Edit the material from the line with "Look at the photograph above. For each instance of the grey" up to and including the line with "x=36, y=136", replacing "grey cloud" with "storm cloud" and changing nothing else. Give back only those lines.

Coordinate annotation entries
-*-*-
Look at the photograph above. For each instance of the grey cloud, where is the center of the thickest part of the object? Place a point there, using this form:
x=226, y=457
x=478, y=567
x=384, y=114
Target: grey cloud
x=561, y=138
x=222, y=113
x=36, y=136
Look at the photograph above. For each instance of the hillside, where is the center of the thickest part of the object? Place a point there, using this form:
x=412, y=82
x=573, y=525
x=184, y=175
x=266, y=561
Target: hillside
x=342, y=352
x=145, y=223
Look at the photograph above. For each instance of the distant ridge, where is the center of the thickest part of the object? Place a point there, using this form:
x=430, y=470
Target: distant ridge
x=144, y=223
-*-*-
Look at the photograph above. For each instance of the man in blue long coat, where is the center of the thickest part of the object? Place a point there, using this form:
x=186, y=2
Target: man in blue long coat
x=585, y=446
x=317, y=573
-*-*-
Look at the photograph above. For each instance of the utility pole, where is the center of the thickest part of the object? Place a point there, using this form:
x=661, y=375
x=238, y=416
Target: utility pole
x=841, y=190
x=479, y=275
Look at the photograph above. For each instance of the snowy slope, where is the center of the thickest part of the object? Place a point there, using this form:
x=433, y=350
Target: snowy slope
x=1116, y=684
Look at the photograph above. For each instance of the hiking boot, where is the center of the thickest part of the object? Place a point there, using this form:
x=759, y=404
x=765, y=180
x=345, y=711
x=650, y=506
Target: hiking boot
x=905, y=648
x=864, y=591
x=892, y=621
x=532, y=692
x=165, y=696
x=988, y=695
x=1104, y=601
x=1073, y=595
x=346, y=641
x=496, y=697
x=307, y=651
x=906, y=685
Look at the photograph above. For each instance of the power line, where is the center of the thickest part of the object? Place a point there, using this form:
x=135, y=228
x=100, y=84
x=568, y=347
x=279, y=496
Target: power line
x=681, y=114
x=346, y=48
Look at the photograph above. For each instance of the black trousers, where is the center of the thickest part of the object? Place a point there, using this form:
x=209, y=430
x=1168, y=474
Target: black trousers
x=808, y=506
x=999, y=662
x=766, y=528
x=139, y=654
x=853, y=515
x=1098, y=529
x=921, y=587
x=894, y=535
-*-*-
Full output:
Look at the photograph above. For each instance of the storm cloud, where is the center of the thickest part of the object? Place a point there, using this form:
x=226, y=457
x=478, y=567
x=384, y=114
Target: storm cloud
x=561, y=138
x=222, y=113
x=36, y=136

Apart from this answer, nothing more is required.